# THE PROBLEM
Each line in the records below, from the one that contains "Point to the black shorts, one" to the one that contains "Point to the white floor", should be reproduced exactly, the first and last included.

# RAW DATA
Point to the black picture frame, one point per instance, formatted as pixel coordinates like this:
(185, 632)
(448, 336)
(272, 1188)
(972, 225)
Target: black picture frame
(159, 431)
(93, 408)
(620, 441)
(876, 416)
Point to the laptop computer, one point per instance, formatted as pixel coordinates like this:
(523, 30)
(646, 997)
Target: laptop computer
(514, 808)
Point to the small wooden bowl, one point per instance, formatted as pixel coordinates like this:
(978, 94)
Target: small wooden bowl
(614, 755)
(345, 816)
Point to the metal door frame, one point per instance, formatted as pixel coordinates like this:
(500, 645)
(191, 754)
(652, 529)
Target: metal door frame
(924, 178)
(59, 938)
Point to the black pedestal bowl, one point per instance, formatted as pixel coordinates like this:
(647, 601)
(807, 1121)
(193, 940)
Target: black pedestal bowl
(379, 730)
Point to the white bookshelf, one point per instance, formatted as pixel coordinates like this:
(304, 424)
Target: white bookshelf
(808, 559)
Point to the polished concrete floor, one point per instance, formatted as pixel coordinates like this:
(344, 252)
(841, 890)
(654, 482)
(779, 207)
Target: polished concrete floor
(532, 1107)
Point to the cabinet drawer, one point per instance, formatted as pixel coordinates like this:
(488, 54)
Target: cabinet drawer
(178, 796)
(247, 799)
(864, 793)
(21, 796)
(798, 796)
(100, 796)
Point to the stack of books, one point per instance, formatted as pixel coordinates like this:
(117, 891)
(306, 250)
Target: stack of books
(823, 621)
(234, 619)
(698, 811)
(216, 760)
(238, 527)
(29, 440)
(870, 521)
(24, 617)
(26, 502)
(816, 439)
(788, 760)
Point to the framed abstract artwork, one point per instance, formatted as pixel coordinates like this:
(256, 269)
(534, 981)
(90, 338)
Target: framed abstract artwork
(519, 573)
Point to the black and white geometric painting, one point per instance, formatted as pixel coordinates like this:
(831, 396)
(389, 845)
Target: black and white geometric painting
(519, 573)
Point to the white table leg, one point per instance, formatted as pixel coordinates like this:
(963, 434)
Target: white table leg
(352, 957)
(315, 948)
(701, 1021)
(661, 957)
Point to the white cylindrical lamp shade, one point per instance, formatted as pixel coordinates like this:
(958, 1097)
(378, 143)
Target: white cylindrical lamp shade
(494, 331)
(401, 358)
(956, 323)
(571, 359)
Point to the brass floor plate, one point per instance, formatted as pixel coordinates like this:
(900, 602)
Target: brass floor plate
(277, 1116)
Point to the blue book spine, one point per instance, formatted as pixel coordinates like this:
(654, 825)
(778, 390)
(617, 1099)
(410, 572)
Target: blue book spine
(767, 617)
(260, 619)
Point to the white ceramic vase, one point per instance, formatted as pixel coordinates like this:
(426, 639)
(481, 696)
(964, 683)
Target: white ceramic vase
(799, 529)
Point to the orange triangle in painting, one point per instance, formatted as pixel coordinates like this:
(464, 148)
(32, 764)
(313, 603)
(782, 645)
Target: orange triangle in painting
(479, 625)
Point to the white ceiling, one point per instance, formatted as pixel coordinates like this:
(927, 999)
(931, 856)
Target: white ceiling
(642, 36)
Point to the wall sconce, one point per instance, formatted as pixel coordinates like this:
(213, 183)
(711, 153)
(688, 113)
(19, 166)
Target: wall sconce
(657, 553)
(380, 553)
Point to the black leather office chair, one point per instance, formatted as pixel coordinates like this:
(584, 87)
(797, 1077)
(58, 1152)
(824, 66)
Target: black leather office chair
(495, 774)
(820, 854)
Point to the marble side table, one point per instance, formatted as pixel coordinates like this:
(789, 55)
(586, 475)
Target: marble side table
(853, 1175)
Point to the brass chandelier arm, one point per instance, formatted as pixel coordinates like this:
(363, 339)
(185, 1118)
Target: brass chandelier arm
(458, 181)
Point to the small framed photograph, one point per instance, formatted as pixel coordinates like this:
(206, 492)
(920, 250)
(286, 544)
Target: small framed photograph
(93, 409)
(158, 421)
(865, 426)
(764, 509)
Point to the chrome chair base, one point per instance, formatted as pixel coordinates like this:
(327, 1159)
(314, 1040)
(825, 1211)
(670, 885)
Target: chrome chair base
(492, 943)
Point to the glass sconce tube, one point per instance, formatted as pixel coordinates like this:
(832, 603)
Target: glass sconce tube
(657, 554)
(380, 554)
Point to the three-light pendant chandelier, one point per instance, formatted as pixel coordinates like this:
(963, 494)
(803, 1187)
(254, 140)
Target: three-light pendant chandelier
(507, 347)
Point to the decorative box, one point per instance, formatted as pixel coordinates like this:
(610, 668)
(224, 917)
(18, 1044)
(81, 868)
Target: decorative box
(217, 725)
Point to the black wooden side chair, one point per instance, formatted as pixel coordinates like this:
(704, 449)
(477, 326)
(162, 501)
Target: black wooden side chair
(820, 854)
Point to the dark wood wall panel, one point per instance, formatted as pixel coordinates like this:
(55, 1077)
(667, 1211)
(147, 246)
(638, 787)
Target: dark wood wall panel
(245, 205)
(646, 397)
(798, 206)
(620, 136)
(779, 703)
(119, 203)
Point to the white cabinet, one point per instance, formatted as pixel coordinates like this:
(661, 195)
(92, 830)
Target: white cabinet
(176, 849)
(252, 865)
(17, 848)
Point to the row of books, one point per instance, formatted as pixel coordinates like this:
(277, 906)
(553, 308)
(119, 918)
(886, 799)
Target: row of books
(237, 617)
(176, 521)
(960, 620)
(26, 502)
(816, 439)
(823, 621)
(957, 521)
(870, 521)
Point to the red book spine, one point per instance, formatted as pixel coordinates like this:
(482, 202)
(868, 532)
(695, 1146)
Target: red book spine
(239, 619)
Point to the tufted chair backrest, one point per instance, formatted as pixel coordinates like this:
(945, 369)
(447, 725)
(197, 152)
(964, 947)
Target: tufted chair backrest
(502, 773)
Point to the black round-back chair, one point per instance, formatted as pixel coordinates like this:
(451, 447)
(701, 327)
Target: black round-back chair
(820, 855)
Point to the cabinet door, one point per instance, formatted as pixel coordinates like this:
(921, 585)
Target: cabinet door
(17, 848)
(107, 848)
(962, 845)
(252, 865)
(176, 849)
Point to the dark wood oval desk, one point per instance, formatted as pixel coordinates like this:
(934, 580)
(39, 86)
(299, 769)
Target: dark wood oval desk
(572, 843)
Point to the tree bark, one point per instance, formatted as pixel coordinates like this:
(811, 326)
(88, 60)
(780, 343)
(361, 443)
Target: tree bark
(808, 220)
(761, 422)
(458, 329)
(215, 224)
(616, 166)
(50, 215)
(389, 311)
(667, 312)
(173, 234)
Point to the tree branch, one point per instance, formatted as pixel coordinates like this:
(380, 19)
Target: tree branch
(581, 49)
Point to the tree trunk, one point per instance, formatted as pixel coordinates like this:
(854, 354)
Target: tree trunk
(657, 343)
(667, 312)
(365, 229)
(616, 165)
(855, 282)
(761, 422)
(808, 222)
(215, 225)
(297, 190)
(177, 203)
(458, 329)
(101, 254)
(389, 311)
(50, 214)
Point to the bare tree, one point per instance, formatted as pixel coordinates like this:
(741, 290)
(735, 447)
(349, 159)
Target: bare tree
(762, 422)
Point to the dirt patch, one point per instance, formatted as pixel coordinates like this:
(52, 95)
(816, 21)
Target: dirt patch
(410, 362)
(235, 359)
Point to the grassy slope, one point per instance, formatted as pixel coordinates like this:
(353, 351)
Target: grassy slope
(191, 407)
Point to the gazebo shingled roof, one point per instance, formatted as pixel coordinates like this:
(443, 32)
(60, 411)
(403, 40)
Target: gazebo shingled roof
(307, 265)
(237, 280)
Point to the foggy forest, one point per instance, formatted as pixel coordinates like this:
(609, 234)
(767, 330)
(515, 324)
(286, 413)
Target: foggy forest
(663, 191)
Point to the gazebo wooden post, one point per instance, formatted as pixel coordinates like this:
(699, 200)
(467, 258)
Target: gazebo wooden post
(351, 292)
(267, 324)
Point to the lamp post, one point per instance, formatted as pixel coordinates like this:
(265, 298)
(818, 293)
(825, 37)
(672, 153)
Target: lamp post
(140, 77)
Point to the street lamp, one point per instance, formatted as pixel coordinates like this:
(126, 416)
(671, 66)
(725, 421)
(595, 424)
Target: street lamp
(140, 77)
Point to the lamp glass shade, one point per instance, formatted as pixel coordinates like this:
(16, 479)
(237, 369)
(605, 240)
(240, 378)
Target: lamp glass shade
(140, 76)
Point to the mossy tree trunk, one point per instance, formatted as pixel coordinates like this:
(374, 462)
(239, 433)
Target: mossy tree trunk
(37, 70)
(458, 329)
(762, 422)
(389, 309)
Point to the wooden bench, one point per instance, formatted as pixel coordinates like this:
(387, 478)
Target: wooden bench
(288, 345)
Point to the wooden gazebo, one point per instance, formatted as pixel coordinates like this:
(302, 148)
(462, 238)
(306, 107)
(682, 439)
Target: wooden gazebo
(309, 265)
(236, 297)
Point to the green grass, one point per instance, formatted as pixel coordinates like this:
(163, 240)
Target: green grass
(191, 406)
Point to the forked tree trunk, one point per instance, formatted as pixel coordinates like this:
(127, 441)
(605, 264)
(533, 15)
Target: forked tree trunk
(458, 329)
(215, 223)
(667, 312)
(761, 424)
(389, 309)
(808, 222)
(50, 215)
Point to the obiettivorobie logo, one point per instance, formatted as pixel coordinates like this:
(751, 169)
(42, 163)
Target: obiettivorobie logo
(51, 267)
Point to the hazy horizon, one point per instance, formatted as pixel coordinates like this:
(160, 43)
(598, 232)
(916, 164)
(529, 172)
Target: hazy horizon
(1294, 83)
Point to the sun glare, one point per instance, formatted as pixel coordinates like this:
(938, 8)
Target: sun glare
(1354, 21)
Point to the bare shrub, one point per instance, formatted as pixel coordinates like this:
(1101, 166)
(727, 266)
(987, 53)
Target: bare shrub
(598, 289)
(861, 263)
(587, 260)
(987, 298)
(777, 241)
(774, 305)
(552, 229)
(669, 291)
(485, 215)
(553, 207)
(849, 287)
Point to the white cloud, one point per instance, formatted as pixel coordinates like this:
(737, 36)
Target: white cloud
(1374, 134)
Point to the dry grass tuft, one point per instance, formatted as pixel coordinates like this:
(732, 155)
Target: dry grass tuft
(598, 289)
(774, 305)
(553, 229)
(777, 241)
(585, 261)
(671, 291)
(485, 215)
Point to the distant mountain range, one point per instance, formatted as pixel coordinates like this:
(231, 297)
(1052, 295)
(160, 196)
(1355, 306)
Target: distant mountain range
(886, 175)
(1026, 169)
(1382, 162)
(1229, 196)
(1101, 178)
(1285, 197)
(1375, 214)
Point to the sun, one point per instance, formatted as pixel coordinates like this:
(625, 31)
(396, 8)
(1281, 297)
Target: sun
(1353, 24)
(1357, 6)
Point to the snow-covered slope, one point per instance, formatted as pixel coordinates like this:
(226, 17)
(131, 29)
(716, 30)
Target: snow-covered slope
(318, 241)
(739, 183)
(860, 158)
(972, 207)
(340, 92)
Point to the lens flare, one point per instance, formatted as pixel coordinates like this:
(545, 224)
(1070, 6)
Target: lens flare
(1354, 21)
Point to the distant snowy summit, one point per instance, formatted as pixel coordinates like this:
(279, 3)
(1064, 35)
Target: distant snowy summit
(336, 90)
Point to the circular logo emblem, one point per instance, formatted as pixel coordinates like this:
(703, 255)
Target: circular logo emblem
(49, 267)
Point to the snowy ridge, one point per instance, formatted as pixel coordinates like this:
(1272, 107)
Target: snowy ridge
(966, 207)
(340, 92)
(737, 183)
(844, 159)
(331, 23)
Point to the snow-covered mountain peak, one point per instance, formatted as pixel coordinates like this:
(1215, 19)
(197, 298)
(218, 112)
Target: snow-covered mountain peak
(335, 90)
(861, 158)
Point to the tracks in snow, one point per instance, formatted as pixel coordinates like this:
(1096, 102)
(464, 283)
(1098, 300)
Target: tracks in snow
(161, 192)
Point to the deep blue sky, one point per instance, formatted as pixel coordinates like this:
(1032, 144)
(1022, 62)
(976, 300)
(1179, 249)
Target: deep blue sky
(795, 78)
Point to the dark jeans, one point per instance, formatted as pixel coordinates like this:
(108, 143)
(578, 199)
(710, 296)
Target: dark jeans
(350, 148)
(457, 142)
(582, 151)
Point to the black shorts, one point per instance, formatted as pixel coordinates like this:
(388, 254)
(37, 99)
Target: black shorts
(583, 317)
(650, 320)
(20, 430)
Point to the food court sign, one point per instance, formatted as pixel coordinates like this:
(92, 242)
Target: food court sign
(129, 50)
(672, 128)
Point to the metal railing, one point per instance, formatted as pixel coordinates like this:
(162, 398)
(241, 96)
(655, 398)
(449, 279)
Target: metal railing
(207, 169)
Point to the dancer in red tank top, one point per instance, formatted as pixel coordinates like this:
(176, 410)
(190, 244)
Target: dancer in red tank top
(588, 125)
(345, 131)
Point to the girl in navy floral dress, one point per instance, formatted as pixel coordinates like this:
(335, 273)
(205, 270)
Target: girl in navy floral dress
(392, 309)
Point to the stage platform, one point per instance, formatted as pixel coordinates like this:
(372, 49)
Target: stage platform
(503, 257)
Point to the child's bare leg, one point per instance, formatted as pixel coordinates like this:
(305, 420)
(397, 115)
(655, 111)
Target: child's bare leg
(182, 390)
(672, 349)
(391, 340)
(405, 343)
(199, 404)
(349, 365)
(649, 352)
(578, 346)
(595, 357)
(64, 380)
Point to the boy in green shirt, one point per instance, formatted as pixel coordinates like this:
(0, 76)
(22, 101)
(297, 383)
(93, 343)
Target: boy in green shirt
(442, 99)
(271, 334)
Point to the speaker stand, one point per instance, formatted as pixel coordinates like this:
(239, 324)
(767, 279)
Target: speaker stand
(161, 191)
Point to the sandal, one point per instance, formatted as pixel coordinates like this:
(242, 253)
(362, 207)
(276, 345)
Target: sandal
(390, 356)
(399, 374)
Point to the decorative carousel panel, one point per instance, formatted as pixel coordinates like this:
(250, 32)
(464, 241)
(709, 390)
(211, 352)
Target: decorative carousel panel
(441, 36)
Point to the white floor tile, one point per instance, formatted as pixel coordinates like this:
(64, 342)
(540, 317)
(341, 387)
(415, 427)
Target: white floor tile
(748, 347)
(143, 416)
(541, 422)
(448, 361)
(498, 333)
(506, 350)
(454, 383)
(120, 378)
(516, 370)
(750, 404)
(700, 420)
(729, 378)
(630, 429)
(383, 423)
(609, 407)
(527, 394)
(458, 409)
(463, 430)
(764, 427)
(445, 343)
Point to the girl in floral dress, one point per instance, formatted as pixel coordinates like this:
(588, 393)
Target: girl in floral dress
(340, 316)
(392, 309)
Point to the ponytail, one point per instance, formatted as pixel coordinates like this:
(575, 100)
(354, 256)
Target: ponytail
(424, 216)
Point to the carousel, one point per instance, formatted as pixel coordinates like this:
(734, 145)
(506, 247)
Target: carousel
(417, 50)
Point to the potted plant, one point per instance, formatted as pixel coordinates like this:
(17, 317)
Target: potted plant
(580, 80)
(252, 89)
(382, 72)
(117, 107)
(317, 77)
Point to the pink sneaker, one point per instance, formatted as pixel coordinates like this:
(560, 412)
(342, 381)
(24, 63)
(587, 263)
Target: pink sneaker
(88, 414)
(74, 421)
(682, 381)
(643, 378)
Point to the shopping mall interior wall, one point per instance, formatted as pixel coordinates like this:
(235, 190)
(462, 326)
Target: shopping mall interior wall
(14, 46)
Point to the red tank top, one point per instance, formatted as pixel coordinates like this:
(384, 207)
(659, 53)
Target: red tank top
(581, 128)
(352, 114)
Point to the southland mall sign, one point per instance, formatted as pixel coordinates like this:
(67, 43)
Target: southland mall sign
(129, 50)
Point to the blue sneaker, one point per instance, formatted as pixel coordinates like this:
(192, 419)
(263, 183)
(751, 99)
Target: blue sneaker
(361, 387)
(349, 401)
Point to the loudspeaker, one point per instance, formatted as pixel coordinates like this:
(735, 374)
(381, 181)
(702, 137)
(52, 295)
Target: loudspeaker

# SOLUTION FOR THIS TASK
Point to the black shorts, one point per instance, formatted as pixel coordinates like this:
(388, 254)
(37, 99)
Target: black shorts
(583, 317)
(650, 320)
(20, 430)
Point to the food court sign, one point per instance, formatted as pixel coordinates like this:
(92, 242)
Target: food court sign
(129, 50)
(672, 128)
Point to the metal railing, one point per instance, formatted as pixel coordinates like this:
(162, 398)
(241, 96)
(655, 398)
(449, 279)
Target: metal railing
(207, 169)
Point to the dancer in red tank top, one point per instance, formatted as pixel coordinates like this:
(176, 410)
(190, 244)
Target: dancer in red tank top
(588, 125)
(345, 131)
Point to the girl in navy floral dress, one point per instance, formatted as pixel coordinates like this:
(335, 273)
(205, 270)
Target: girl in navy floral dress
(392, 309)
Point to the stage platform, one point per instance, formatted as pixel coordinates like this:
(372, 49)
Target: stage platform
(503, 257)
Point to the child's bare leg, one point per instance, formatted as pixel coordinates like this:
(305, 420)
(397, 115)
(655, 111)
Target: child's bare leg
(182, 390)
(672, 349)
(391, 340)
(405, 343)
(199, 404)
(349, 365)
(649, 352)
(578, 346)
(595, 357)
(64, 380)
Point to the boy in green shirt, one point per instance, formatted as pixel coordinates like this:
(0, 76)
(22, 101)
(297, 383)
(93, 343)
Target: boy in green shirt
(442, 99)
(271, 334)
Point to the speaker stand, one point per instance, formatted as pixel coordinates like this:
(239, 324)
(767, 279)
Target: speaker stand
(161, 191)
Point to the sandal, one point per instance, formatted as pixel coordinates like this:
(242, 253)
(362, 207)
(276, 345)
Target: sandal
(390, 356)
(399, 374)
Point to the decorative carousel panel, one point per instance, formatted as pixel coordinates like this:
(250, 32)
(464, 241)
(709, 390)
(211, 352)
Target: decorative carousel panel
(441, 36)
Point to the white floor tile, one point per instance, formatted as pixel coordinates like this:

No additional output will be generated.